*** Opening DATA TO PROCESS ***

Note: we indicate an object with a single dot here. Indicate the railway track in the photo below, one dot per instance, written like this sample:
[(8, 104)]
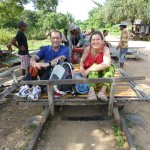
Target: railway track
[(114, 110)]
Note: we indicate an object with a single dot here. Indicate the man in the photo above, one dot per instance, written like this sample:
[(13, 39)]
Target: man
[(123, 44), (20, 41), (65, 40), (51, 55)]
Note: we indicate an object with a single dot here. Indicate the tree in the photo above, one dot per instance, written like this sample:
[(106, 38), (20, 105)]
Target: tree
[(46, 5), (53, 21)]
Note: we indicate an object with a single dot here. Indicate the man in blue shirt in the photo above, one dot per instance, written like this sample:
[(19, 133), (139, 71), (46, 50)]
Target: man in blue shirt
[(51, 55)]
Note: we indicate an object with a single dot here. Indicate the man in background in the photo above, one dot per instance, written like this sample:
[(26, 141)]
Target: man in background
[(20, 42)]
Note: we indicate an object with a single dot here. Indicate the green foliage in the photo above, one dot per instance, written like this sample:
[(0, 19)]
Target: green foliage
[(46, 5), (53, 20), (119, 136)]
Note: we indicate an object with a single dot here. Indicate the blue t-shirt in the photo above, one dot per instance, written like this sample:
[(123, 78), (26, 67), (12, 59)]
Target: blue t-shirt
[(48, 54)]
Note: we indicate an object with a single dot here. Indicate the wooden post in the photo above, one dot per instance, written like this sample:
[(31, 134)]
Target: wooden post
[(111, 100), (50, 98)]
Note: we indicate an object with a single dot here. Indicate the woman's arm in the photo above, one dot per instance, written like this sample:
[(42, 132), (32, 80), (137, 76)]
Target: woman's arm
[(83, 58)]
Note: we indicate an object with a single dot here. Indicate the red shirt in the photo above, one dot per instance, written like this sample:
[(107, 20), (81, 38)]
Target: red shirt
[(90, 60)]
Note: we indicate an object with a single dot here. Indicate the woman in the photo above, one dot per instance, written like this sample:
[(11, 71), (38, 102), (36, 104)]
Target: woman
[(96, 62)]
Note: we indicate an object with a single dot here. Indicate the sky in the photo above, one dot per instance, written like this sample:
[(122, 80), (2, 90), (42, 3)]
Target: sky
[(78, 8)]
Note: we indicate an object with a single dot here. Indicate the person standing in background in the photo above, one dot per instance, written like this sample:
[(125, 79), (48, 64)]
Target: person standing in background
[(123, 44), (20, 42)]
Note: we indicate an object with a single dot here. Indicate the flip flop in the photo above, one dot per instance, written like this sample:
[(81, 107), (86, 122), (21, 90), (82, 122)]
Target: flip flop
[(102, 96), (92, 94)]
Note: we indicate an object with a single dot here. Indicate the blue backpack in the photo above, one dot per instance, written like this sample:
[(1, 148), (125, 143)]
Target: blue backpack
[(63, 70)]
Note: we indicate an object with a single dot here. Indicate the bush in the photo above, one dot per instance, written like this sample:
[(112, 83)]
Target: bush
[(36, 34)]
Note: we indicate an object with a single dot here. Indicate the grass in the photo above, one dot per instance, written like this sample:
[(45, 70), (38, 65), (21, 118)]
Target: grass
[(32, 44), (29, 130), (119, 136)]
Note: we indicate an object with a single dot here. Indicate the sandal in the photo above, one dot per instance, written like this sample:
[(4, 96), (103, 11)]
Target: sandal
[(102, 96), (92, 94)]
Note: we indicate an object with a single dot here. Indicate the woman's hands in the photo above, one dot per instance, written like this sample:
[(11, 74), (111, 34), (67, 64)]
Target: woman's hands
[(84, 72)]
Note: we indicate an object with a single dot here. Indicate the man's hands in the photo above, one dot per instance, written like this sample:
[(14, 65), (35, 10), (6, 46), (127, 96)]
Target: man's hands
[(40, 65), (84, 72)]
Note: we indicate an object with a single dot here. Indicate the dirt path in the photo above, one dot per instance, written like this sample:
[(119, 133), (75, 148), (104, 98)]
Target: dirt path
[(78, 135)]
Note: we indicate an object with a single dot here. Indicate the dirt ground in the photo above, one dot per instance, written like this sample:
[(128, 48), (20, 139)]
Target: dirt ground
[(62, 134)]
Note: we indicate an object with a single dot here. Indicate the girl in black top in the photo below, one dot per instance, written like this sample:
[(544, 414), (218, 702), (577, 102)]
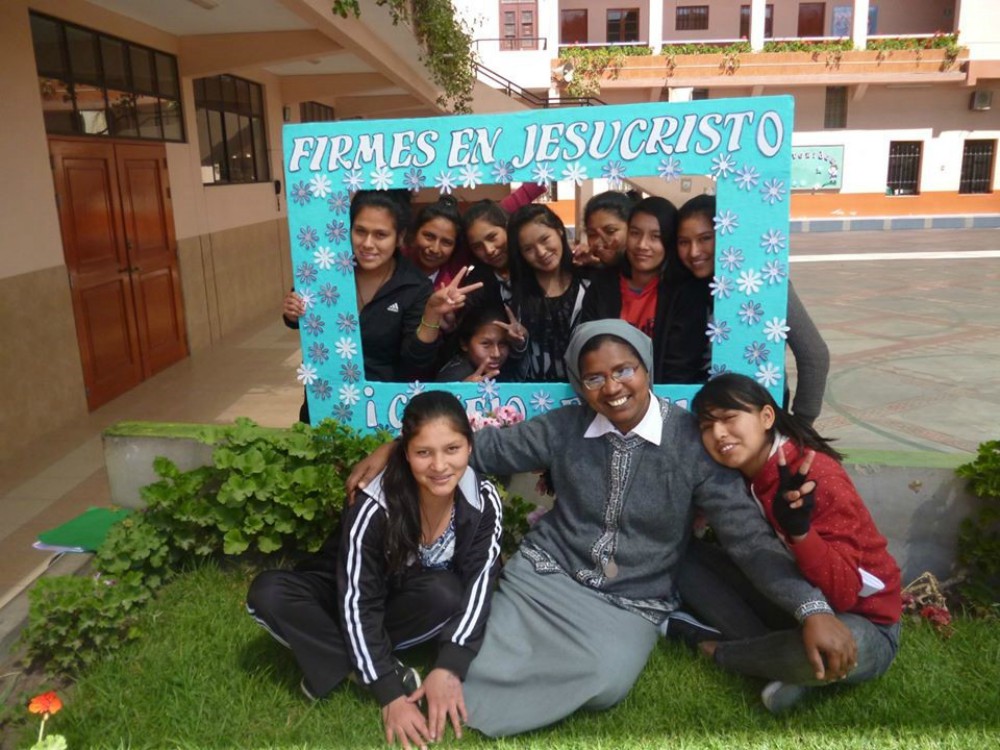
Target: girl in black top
[(548, 292), (415, 560), (400, 314)]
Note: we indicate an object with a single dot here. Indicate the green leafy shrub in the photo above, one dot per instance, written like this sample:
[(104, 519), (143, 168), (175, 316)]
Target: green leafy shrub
[(74, 620), (979, 535), (266, 489)]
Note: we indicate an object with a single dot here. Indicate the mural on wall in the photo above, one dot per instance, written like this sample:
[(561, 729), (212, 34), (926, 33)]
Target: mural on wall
[(743, 144), (817, 167)]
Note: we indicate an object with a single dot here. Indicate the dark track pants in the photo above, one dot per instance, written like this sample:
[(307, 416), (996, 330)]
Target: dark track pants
[(299, 608)]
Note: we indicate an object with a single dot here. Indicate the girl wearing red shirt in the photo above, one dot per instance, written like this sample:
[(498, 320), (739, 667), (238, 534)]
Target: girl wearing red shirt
[(802, 489)]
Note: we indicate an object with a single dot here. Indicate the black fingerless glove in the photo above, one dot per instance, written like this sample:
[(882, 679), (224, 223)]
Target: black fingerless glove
[(793, 521)]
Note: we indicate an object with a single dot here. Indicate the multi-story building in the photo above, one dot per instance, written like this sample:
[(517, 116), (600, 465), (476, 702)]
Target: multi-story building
[(896, 120), (142, 215)]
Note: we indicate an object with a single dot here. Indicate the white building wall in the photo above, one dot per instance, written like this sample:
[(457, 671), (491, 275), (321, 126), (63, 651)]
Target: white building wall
[(945, 123), (530, 69), (979, 28)]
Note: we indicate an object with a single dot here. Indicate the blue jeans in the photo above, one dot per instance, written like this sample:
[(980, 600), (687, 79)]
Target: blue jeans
[(757, 638)]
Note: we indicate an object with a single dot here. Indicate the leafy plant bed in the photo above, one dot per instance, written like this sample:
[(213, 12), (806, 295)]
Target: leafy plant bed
[(206, 676)]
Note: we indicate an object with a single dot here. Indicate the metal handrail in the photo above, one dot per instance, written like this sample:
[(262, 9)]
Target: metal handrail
[(516, 91), (536, 39)]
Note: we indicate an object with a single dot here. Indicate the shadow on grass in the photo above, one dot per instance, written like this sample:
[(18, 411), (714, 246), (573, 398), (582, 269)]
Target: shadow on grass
[(204, 675)]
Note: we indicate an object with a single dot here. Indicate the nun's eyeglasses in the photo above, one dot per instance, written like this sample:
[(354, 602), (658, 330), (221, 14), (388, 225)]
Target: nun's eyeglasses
[(594, 382)]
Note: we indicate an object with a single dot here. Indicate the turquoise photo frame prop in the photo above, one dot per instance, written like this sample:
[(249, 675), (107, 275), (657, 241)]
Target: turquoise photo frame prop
[(743, 144)]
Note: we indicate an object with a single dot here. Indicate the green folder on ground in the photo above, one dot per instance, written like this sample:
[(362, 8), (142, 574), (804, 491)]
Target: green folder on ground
[(85, 533)]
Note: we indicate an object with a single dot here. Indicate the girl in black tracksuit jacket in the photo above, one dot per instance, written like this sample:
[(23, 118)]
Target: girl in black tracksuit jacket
[(681, 310), (403, 568)]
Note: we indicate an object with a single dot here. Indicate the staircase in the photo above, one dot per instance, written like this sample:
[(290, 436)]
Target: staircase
[(514, 91)]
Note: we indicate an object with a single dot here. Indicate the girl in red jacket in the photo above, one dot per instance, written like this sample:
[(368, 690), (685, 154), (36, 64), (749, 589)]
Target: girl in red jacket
[(802, 489)]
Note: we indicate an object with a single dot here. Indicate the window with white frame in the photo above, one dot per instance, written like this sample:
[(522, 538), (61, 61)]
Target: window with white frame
[(231, 132)]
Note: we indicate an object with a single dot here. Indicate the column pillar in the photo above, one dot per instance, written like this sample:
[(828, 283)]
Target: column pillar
[(859, 30), (656, 26), (758, 12)]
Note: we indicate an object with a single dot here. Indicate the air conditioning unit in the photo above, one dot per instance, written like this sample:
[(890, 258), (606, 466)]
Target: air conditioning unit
[(981, 100)]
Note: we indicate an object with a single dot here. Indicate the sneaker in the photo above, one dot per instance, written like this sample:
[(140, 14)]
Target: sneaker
[(306, 691), (780, 696), (683, 627), (409, 676)]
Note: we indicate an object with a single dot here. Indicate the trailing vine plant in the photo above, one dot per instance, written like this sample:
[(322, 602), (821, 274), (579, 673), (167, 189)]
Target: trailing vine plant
[(445, 41), (590, 64)]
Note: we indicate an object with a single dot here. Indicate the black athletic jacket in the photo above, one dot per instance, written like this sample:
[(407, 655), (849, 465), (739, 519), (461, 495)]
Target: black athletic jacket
[(393, 353), (680, 344), (363, 586)]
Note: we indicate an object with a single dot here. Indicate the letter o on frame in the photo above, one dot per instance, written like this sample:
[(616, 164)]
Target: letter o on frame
[(765, 147)]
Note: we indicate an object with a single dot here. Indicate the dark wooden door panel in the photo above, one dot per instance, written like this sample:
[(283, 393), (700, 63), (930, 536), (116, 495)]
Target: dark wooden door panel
[(90, 187), (108, 347), (86, 180), (160, 325), (121, 254), (152, 251)]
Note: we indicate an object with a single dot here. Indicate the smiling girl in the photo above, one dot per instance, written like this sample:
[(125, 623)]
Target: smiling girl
[(400, 314), (484, 347), (434, 241), (606, 220), (642, 290), (548, 292), (804, 492), (414, 561)]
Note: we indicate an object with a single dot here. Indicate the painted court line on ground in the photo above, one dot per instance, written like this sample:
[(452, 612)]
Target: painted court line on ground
[(932, 255)]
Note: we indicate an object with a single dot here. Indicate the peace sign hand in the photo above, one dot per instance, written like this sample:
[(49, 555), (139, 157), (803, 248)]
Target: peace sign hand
[(794, 501), (518, 333), (449, 298)]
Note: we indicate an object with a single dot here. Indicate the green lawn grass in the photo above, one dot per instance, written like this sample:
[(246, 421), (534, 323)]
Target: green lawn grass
[(205, 676)]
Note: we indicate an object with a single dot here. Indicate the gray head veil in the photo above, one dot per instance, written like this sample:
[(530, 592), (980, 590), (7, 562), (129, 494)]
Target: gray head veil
[(615, 327)]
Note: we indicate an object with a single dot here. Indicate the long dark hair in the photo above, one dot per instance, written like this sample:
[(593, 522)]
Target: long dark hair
[(396, 202), (703, 206), (402, 498), (445, 207), (665, 214), (733, 391), (619, 204), (522, 275), (487, 210)]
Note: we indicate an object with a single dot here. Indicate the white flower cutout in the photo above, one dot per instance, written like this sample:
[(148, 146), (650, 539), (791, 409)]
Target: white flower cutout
[(445, 182), (320, 186), (306, 374)]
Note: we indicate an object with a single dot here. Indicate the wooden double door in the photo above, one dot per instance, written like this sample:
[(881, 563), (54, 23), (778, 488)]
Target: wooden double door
[(121, 254)]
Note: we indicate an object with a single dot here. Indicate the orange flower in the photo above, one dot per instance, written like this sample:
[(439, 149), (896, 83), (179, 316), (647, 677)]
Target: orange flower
[(46, 703)]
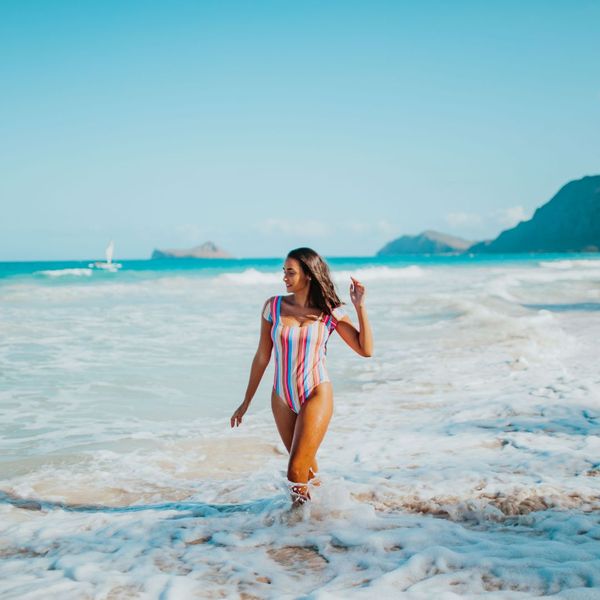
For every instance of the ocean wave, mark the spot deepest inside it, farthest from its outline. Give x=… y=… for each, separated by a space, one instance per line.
x=250 y=277
x=570 y=264
x=253 y=276
x=83 y=272
x=382 y=273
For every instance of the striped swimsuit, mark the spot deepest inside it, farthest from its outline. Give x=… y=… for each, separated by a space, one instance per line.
x=299 y=353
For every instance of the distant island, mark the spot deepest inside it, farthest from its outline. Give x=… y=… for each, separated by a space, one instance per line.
x=568 y=222
x=206 y=250
x=428 y=242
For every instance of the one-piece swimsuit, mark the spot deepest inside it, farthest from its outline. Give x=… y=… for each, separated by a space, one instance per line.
x=299 y=353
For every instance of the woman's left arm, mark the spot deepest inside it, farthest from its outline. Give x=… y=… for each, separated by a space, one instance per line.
x=361 y=339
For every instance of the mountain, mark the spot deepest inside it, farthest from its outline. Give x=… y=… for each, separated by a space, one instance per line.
x=428 y=242
x=569 y=222
x=206 y=250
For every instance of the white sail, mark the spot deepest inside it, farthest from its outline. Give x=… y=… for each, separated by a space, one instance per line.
x=109 y=251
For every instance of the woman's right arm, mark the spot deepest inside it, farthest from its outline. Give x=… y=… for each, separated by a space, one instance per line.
x=259 y=364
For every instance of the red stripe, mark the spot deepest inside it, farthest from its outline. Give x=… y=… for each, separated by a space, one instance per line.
x=301 y=363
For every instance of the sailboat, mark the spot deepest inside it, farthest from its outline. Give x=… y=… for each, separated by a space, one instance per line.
x=109 y=265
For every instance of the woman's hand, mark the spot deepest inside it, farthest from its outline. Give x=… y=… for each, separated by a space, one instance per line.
x=357 y=292
x=236 y=418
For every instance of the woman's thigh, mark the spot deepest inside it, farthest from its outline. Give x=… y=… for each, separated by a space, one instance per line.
x=311 y=423
x=285 y=419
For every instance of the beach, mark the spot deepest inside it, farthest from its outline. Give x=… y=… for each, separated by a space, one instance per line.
x=462 y=460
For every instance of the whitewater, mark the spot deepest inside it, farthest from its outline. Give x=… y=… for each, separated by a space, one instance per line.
x=462 y=459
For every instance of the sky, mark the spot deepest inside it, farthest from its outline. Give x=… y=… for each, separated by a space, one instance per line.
x=264 y=126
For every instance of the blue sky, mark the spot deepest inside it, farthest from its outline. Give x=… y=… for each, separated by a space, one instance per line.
x=267 y=125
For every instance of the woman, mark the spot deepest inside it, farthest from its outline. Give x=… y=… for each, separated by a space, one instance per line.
x=297 y=327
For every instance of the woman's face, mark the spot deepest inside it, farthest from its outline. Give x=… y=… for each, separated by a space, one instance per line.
x=293 y=275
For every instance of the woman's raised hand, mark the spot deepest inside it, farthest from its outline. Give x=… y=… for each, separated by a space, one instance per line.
x=357 y=292
x=236 y=418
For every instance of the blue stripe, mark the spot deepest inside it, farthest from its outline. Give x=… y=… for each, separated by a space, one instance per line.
x=277 y=310
x=290 y=353
x=306 y=365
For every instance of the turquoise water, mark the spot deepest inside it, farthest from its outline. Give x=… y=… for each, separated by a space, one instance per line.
x=462 y=458
x=211 y=267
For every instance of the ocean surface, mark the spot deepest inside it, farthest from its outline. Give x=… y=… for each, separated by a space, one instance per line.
x=462 y=460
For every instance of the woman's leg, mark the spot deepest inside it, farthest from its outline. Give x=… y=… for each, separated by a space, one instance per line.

*** Closing DATA TO PROCESS ***

→ WORK TO COMPLETE
Where the listing above reaches the line that contains "[(890, 258), (606, 466)]", start retyping, and finish with the line that contains "Indicate the trailing"; reproduce those lines exactly and no others.

→ RESULT OF THE TASK
[(890, 258), (606, 466)]
Target: air conditioning unit
[(981, 100)]
Note: we indicate an object with a single dot here. Indicate the sneaker in the photo above, one dot per instance, written like this sample:
[(140, 14)]
Target: sneaker
[(306, 691), (780, 696), (683, 627), (409, 676)]
Note: we indicate an object with a single dot here. Indicate the trailing vine plant in the photo above, one dot per instance, written like this sample:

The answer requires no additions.